[Natural language region descriptions]

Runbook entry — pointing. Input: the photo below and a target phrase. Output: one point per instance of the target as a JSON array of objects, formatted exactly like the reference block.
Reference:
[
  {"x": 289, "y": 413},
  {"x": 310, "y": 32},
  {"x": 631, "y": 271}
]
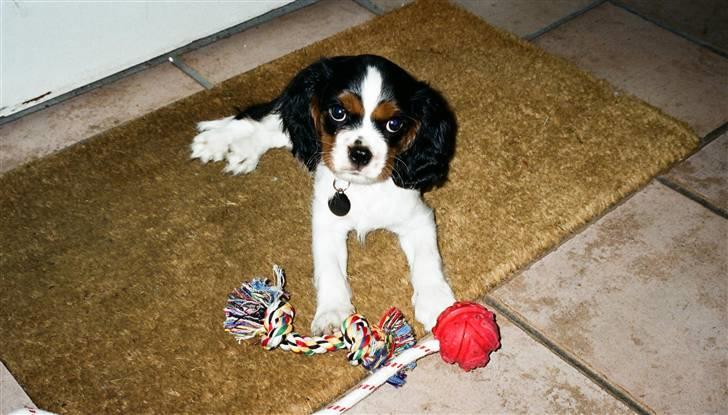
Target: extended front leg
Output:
[
  {"x": 333, "y": 295},
  {"x": 432, "y": 294}
]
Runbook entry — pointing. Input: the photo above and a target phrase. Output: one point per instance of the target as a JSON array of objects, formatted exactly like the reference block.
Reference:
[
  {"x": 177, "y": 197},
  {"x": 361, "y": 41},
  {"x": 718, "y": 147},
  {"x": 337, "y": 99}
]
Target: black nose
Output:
[{"x": 360, "y": 155}]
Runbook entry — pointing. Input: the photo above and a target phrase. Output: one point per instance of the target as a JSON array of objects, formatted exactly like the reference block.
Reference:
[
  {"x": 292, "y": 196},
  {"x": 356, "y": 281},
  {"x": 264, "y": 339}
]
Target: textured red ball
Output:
[{"x": 467, "y": 333}]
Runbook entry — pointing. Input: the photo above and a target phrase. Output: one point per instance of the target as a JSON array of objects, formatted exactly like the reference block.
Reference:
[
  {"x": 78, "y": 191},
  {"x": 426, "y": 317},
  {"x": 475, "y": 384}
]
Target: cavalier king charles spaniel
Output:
[{"x": 375, "y": 139}]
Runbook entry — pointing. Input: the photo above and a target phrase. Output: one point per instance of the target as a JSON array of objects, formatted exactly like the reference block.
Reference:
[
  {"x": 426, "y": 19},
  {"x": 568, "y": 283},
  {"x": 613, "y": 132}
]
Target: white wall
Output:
[{"x": 57, "y": 46}]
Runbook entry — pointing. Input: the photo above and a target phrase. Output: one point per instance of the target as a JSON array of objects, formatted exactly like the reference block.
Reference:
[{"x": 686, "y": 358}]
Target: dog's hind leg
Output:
[{"x": 241, "y": 140}]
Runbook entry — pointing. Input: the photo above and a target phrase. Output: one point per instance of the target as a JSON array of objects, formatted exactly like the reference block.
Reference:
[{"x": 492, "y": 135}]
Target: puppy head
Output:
[{"x": 373, "y": 121}]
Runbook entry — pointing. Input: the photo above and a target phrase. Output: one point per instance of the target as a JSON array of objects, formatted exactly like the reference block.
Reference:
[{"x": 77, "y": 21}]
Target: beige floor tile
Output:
[
  {"x": 246, "y": 50},
  {"x": 44, "y": 132},
  {"x": 674, "y": 74},
  {"x": 701, "y": 19},
  {"x": 12, "y": 395},
  {"x": 706, "y": 173},
  {"x": 522, "y": 377},
  {"x": 641, "y": 297},
  {"x": 522, "y": 17}
]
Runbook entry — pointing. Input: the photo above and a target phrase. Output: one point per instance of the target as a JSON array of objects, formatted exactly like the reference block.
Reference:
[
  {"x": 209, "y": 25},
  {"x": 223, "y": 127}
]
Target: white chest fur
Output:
[{"x": 380, "y": 205}]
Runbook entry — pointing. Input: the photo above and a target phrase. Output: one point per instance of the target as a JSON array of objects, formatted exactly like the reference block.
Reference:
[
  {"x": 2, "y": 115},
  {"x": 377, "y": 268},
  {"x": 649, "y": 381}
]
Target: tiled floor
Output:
[{"x": 637, "y": 302}]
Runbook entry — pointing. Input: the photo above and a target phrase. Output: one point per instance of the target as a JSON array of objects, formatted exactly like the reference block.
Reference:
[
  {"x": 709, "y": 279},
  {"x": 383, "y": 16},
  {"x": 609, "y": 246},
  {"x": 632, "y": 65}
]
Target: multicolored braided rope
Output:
[{"x": 259, "y": 309}]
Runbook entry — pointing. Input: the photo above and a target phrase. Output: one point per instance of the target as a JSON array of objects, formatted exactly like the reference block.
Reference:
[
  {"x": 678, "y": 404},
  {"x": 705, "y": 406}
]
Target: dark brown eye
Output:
[
  {"x": 337, "y": 113},
  {"x": 394, "y": 125}
]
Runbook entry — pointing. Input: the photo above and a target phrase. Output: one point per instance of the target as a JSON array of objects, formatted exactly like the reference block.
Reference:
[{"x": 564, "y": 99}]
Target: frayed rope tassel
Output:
[{"x": 259, "y": 309}]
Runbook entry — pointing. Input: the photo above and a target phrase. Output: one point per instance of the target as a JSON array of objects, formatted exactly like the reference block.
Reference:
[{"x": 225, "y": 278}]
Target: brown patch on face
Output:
[
  {"x": 327, "y": 140},
  {"x": 401, "y": 147},
  {"x": 384, "y": 111},
  {"x": 351, "y": 103}
]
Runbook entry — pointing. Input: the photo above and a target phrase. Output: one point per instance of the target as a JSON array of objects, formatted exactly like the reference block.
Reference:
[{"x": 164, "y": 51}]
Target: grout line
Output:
[
  {"x": 685, "y": 190},
  {"x": 711, "y": 136},
  {"x": 256, "y": 21},
  {"x": 367, "y": 4},
  {"x": 695, "y": 197},
  {"x": 570, "y": 358},
  {"x": 533, "y": 36},
  {"x": 189, "y": 71},
  {"x": 670, "y": 29}
]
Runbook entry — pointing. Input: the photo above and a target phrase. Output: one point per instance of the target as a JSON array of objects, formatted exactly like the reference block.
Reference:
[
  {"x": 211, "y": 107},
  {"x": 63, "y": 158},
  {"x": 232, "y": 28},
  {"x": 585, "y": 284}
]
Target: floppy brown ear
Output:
[
  {"x": 296, "y": 107},
  {"x": 426, "y": 163}
]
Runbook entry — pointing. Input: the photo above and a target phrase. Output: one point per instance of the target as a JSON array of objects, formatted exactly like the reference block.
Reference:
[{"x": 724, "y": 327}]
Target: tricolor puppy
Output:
[{"x": 375, "y": 139}]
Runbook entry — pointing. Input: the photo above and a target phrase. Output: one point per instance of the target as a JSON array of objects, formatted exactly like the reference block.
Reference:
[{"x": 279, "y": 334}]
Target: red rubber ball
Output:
[{"x": 467, "y": 333}]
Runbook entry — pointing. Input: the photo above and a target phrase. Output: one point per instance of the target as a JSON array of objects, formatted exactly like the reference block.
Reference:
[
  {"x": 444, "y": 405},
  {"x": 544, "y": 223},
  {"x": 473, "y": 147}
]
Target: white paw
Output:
[
  {"x": 429, "y": 303},
  {"x": 231, "y": 139},
  {"x": 244, "y": 154},
  {"x": 213, "y": 141},
  {"x": 328, "y": 321}
]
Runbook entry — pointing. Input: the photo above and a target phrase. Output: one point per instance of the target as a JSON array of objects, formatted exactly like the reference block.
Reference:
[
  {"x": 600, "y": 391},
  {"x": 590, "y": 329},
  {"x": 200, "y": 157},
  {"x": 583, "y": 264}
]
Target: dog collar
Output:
[{"x": 339, "y": 203}]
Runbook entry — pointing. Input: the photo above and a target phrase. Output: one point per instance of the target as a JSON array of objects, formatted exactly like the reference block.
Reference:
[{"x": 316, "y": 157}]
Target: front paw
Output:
[
  {"x": 328, "y": 321},
  {"x": 213, "y": 142},
  {"x": 430, "y": 303}
]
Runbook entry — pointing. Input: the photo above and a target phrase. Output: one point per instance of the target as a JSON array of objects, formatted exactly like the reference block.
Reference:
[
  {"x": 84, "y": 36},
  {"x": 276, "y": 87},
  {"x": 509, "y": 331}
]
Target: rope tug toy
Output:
[{"x": 465, "y": 333}]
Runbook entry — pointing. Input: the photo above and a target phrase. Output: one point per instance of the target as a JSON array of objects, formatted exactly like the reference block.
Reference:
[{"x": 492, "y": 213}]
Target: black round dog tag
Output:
[{"x": 339, "y": 204}]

### [PROBLEM TO SOLVE]
Where does the string "front" occur in the data above? Copy every line that holds it.

### [ANSWER FOR THIS EXERCISE]
Target: extended front leg
Target: front paw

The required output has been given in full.